The data:
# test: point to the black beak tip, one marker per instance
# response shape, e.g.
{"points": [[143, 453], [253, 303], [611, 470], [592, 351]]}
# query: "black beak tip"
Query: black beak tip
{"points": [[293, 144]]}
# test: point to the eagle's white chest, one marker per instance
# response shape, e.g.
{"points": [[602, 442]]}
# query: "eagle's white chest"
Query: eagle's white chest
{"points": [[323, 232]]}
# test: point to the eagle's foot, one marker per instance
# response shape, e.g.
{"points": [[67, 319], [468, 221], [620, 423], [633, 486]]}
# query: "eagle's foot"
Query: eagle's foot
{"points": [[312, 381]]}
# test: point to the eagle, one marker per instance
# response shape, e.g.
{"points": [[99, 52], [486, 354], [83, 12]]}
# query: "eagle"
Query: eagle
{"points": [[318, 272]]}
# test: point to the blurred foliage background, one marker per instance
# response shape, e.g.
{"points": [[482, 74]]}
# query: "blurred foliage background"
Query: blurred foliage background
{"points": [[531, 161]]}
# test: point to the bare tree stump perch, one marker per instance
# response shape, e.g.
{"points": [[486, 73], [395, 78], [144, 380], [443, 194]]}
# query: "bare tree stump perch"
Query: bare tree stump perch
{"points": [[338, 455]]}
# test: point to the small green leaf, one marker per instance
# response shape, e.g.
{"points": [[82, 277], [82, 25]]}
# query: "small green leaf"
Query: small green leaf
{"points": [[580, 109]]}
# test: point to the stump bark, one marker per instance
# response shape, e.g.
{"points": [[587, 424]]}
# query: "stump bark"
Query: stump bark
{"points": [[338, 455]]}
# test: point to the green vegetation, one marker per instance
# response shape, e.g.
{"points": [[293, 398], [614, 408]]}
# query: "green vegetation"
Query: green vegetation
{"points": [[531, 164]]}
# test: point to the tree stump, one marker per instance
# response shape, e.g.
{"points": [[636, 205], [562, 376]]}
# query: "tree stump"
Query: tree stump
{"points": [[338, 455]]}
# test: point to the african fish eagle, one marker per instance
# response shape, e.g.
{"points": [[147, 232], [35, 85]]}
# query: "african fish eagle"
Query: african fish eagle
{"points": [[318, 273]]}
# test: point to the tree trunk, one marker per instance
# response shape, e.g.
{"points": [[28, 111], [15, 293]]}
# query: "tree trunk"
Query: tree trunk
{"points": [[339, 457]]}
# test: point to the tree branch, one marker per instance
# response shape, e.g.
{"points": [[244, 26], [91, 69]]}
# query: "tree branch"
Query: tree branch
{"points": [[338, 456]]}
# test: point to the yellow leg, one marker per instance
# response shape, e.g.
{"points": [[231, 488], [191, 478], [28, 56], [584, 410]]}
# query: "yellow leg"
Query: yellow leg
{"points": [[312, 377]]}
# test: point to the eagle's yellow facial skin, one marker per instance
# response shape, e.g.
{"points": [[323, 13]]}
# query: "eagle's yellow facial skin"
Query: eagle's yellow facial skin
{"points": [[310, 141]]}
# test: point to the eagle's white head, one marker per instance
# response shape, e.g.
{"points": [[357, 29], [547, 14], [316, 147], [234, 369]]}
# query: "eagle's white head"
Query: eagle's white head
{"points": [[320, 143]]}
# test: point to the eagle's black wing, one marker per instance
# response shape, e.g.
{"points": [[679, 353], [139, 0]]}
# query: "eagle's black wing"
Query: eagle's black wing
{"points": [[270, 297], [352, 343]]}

Task item: Go through the entries and repeat each one exactly.

Response below:
# test: point to the black beak tip, one marker per instance
# response shape, e.g.
{"points": [[143, 453], [253, 303], [611, 470], [592, 351]]}
# query: "black beak tip"
Query: black beak tip
{"points": [[293, 144]]}
# test: point to the eagle's white chest, one marker per instance
# response shape, e.g.
{"points": [[602, 442]]}
# query: "eagle's white chest"
Query: eagle's white chest
{"points": [[323, 232]]}
# test: point to the eagle's foot, one marker per instance
# response shape, e.g.
{"points": [[67, 319], [468, 221], [620, 423], [633, 486]]}
# query: "eagle's foot"
Query: eagle's foot
{"points": [[312, 381]]}
# test: point to the eagle, one marker per instance
# response shape, e.g.
{"points": [[99, 52], [486, 354], [83, 12]]}
# query: "eagle"
Query: eagle
{"points": [[318, 272]]}
# test: point to the blurred foliage background, one marker per instance
# response shape, e.g.
{"points": [[482, 74]]}
# query: "blurred foliage background"
Query: blurred foliage background
{"points": [[531, 161]]}
# test: point to the bare tree stump perch, one marker per instance
# response shape, e.g.
{"points": [[486, 73], [395, 78], [144, 380], [443, 194]]}
# query: "bare tree stump perch"
Query: bare tree stump perch
{"points": [[338, 455]]}
# test: point to the small green leaf, one marker per instance
# response shape, e.g.
{"points": [[82, 277], [82, 25]]}
# query: "small green leaf"
Query: small green leaf
{"points": [[580, 109]]}
# test: point to the stump bark, one marker per instance
# response shape, e.g.
{"points": [[587, 424]]}
# query: "stump bark"
Query: stump bark
{"points": [[338, 455]]}
# test: point to the green vegetation, one marker per instance
# response shape, e.g.
{"points": [[293, 398], [614, 408]]}
# query: "green vegetation"
Query: green vegetation
{"points": [[531, 164]]}
# test: point to the tree stump, one marker per instance
# response shape, e.g.
{"points": [[636, 205], [562, 376]]}
# query: "tree stump"
Query: tree stump
{"points": [[338, 455]]}
# test: point to the african fish eagle, one marker per instance
# response shape, e.g.
{"points": [[147, 232], [35, 85]]}
# query: "african fish eagle"
Query: african fish eagle
{"points": [[318, 273]]}
# test: point to the tree trunk, one marker per instance
# response shape, e.g.
{"points": [[28, 111], [15, 293]]}
# query: "tree trunk"
Query: tree trunk
{"points": [[339, 457]]}
# test: point to the tree branch, one marker per instance
# response shape, e.g.
{"points": [[244, 26], [91, 69]]}
# query: "tree branch"
Query: tree branch
{"points": [[338, 456]]}
# test: point to the yellow leg, one marker per instance
# response shape, e.g.
{"points": [[231, 488], [191, 478], [28, 56], [584, 410]]}
# query: "yellow leg"
Query: yellow leg
{"points": [[312, 377]]}
# test: point to the eagle's yellow facial skin, one marker per instance
# response shape, e.g.
{"points": [[323, 13]]}
# query: "eagle's yellow facial skin"
Query: eagle's yellow facial skin
{"points": [[310, 141]]}
# test: point to the eagle's white head, one marker per instance
# response shape, e.g.
{"points": [[357, 29], [547, 14], [316, 147], [234, 369]]}
# query: "eagle's white head"
Query: eagle's white head
{"points": [[320, 143]]}
# test: point to the eagle's black wing, one marker per instance
# response shape, e.g.
{"points": [[679, 353], [139, 0]]}
# query: "eagle's black wing"
Query: eagle's black wing
{"points": [[270, 297], [352, 343]]}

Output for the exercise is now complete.